TASK BRIEF |
Your task is to retype each line of the data below exactly.

INPUT DATA START

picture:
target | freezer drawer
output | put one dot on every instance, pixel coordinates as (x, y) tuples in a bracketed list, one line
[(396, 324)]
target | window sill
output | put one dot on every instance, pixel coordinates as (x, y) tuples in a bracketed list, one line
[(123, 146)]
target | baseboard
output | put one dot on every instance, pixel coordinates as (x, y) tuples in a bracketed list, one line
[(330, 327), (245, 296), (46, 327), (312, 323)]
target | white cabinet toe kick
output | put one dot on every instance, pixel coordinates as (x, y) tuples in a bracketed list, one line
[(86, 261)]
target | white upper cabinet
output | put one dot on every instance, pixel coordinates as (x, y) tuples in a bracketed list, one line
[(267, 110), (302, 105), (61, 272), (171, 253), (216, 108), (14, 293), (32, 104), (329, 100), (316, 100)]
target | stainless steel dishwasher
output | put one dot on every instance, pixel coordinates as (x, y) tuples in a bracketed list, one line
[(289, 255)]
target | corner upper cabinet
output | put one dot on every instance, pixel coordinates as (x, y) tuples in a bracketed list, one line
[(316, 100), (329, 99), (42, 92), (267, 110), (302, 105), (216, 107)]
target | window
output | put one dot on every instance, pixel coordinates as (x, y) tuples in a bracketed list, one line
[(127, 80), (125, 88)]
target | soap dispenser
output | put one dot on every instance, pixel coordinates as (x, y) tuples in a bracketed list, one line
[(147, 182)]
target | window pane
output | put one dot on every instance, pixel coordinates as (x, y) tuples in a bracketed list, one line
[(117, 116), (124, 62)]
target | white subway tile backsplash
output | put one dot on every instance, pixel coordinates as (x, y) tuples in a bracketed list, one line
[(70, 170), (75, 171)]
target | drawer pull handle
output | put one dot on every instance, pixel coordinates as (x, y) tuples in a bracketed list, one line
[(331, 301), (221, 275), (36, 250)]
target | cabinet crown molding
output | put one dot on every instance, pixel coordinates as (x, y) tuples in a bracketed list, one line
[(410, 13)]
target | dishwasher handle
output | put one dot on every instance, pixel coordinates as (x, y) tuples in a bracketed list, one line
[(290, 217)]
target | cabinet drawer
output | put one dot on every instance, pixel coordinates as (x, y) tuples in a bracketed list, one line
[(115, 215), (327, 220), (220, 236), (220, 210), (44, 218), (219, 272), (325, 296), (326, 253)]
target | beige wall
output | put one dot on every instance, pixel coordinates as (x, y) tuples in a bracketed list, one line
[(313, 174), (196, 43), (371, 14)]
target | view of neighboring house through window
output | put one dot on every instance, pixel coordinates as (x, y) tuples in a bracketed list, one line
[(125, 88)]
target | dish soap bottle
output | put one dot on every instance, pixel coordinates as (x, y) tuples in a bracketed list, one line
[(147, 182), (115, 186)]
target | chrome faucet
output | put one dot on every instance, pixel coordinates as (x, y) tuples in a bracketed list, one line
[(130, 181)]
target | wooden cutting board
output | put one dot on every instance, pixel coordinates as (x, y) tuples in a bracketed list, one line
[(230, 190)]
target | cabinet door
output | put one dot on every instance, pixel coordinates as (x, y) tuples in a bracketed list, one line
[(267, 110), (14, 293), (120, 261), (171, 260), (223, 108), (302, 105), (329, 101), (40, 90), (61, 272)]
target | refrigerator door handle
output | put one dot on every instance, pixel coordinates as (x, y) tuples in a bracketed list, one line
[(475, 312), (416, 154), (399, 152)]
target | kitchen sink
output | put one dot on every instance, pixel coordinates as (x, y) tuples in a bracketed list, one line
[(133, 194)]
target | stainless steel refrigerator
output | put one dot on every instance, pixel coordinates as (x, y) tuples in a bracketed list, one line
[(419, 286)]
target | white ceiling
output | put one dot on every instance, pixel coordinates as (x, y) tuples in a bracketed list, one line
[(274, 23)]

INPUT DATA END

ANSWER TO THIS EXERCISE |
picture:
target | freezer drawer
output | put one dot on every instance, pixel coordinates as (x, y) tuples in a bracketed list, one line
[(396, 324)]
target | window sill
output | put one dot on every instance, pixel coordinates as (x, y) tuples in a bracketed list, one line
[(123, 146)]
target | baseboard
output | put one dot on every instance, pixel coordinates as (x, y) tuples in a bracketed list, one line
[(330, 327), (245, 296), (46, 327), (312, 323)]
target | white cabinet toe kick
output | put one dot on every instance, pixel coordinates as (x, y) tuples in a bracketed list, one line
[(86, 261)]
target | white upper cabinet
output | put one dot on every instance, pixel coordinates as (x, y) tuples in a bracketed list, one line
[(267, 110), (302, 105), (61, 272), (171, 253), (216, 108), (14, 293), (32, 104), (329, 100), (316, 100)]
target | stainless steel dishwasher
output | put one dot on every instance, pixel coordinates as (x, y) tuples in a bracketed list, one line
[(289, 255)]
target | corner upper cabinet
output | put one dot on every instance, pixel coordinates as (x, y) tuples in a bracketed list, one line
[(316, 100), (329, 99), (42, 92), (267, 110), (302, 105), (216, 107)]
target | window
output | put one dot on every instance, pixel coordinates as (x, y) tuples in a bracketed list, one line
[(127, 80), (125, 88)]
target | soap dispenser
output | put one dot on every instance, pixel coordinates as (x, y) tuples in a bracketed list, one line
[(147, 182)]
target | window pane
output | put one dot on every instance, pixel coordinates as (x, y) tuples in a bracketed list, one line
[(117, 116), (124, 62)]
target | white subway tile backsplash
output | put one dot on every instance, pixel coordinates as (x, y) tuples in a bracketed list, one line
[(70, 170), (75, 171)]
target | drawer pull handle
output | put one dot on every instance, pixel coordinates as (x, y) tuples in a bracketed list, one line
[(331, 301), (221, 275), (36, 250)]
target | cabinet crown molding
output | put one dot on every instance, pixel coordinates as (x, y) tuples in a bracketed list, one line
[(410, 13)]
target | dishwasher handle
output | put one dot on every instance, pixel coordinates as (x, y) tuples in a bracketed list, one line
[(290, 217)]
target | cabinet drawer
output | put one dot on every instance, pixel coordinates as (x, y) tuples in a bracketed list, one line
[(115, 215), (327, 220), (220, 236), (220, 210), (44, 218), (219, 272), (325, 296), (326, 253)]
target | beige wall
output | put one dot on every instance, pixel coordinates as (x, y) tuples in a bracketed list, one line
[(313, 174), (196, 43), (371, 14)]
target | view of neighboring house through window
output | put one dot on every instance, pixel coordinates as (x, y) tuples in a bracketed list, one line
[(125, 88)]
target | dish soap bottle
output | put one dot on every instance, pixel coordinates as (x, y) tuples in a bracketed list, one line
[(147, 182), (115, 186)]
target | chrome faucet
output | put one dot on every instance, pixel coordinates as (x, y) tuples in a bracketed list, one line
[(130, 181)]
target | wooden cutting board
output | put one dot on every instance, pixel coordinates as (x, y) tuples in a bracketed list, one line
[(230, 190)]
target | cabinet door
output | put one dot on every instance, pixel coordinates as (x, y) tuples in a bracketed list, one line
[(267, 110), (14, 293), (120, 261), (171, 260), (223, 108), (302, 105), (329, 101), (40, 90), (61, 272)]
target | refrigerator door handle
output | put one dot on every instance, pixel coordinates as (x, y) tuples in a bracketed list, one line
[(475, 312), (416, 154), (399, 152)]
target | kitchen sink
output | put one dot on every instance, pixel coordinates as (x, y) tuples in a bracketed list, one line
[(133, 194)]
target | stainless steel refrigerator
output | put one dot on every instance, pixel coordinates as (x, y) tuples in a bracketed list, one line
[(419, 286)]
target | white ceiling
output | put one dot on every instance, pixel coordinates as (x, y) tuples in a bracketed list, one line
[(274, 23)]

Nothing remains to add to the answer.